• STATED TASK: Starting with the first line of the entries and going on through the line with "xmin=108 ymin=162 xmax=327 ymax=243", turn those lines into a Markdown table with two columns, Row and Text. Skip blank lines, and give each remaining line a row number under Row with the line itself under Text.

• DATA IN THIS EXERCISE:

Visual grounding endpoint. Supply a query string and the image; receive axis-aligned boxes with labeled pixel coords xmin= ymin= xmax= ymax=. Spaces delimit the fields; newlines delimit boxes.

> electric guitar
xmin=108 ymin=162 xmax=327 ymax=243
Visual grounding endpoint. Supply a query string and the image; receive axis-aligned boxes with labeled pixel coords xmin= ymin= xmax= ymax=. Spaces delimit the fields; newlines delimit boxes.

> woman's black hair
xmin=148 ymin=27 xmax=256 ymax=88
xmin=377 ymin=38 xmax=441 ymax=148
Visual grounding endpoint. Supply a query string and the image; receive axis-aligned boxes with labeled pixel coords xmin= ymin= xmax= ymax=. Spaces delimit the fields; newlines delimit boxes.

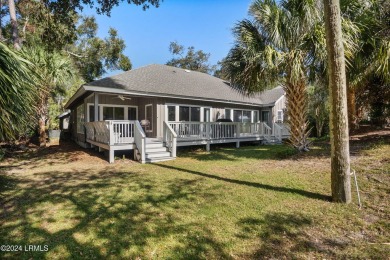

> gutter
xmin=65 ymin=85 xmax=275 ymax=109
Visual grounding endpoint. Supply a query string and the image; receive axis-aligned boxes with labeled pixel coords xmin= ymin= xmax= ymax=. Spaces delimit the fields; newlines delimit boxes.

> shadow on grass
xmin=237 ymin=213 xmax=318 ymax=259
xmin=155 ymin=163 xmax=331 ymax=201
xmin=0 ymin=170 xmax=229 ymax=259
xmin=178 ymin=142 xmax=297 ymax=161
xmin=237 ymin=212 xmax=350 ymax=259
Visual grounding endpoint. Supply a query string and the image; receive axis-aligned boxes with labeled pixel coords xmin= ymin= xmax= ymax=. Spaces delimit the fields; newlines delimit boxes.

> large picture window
xmin=76 ymin=104 xmax=85 ymax=134
xmin=166 ymin=105 xmax=207 ymax=122
xmin=179 ymin=106 xmax=190 ymax=121
xmin=232 ymin=109 xmax=257 ymax=123
xmin=103 ymin=107 xmax=125 ymax=120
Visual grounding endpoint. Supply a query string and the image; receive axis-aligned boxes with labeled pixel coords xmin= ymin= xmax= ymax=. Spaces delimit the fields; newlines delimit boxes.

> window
xmin=127 ymin=107 xmax=137 ymax=120
xmin=88 ymin=106 xmax=95 ymax=122
xmin=276 ymin=110 xmax=283 ymax=123
xmin=145 ymin=104 xmax=153 ymax=132
xmin=233 ymin=110 xmax=252 ymax=123
xmin=252 ymin=110 xmax=259 ymax=123
xmin=241 ymin=110 xmax=252 ymax=123
xmin=203 ymin=108 xmax=211 ymax=122
xmin=225 ymin=109 xmax=232 ymax=119
xmin=179 ymin=106 xmax=190 ymax=121
xmin=76 ymin=104 xmax=85 ymax=134
xmin=233 ymin=110 xmax=242 ymax=122
xmin=168 ymin=106 xmax=176 ymax=121
xmin=190 ymin=107 xmax=200 ymax=122
xmin=261 ymin=111 xmax=270 ymax=124
xmin=103 ymin=107 xmax=125 ymax=120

• THE REPLY:
| Row | Text |
|---|---|
| 1 | Visual grounding endpoint. Supply a query string and the image; receive axis-aligned boxes with labeled pixel coords xmin= ymin= xmax= ymax=. Spaces delimit the fields; newlines delimit boxes. |
| 2 | > electric guitar |
| 3 | xmin=108 ymin=162 xmax=327 ymax=243 |